Records:

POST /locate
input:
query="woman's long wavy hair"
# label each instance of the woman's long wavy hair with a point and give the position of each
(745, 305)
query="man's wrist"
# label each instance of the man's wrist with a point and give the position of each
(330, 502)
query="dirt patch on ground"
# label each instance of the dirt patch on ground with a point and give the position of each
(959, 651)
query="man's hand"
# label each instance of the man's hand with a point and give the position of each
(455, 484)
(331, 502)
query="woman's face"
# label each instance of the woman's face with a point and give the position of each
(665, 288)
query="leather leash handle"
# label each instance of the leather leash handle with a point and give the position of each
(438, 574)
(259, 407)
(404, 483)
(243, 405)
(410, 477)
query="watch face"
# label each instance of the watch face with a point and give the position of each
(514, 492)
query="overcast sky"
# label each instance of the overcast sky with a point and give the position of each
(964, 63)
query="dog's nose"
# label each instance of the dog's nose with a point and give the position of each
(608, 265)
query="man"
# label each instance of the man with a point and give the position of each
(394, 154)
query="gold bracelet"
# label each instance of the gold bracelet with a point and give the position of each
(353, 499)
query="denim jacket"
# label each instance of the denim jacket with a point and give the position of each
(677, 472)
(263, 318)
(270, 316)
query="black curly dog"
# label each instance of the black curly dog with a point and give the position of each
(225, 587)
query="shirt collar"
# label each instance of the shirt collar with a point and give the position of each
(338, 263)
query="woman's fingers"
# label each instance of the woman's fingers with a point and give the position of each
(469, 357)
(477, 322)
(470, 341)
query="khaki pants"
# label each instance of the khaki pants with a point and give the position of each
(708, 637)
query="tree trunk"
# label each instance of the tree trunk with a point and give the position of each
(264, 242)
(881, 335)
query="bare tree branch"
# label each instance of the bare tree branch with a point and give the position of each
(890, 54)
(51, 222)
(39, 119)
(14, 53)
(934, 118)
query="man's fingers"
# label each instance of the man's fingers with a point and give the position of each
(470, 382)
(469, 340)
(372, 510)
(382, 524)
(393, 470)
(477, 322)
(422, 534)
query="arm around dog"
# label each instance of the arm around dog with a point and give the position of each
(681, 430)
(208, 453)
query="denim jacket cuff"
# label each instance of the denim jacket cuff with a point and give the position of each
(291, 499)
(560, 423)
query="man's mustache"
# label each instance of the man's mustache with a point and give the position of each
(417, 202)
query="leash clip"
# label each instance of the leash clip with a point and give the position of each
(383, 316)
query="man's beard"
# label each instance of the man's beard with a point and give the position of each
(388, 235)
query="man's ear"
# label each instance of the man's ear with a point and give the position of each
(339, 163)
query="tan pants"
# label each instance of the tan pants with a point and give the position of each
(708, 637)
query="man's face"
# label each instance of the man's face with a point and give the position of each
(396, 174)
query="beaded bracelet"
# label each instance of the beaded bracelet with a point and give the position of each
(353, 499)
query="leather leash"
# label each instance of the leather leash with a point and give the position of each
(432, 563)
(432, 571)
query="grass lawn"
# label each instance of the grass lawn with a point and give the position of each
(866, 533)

_Aim of the task_:
How many lines of the entries above contain the string "face"? Case counts. Give only the number.

_The answer_:
6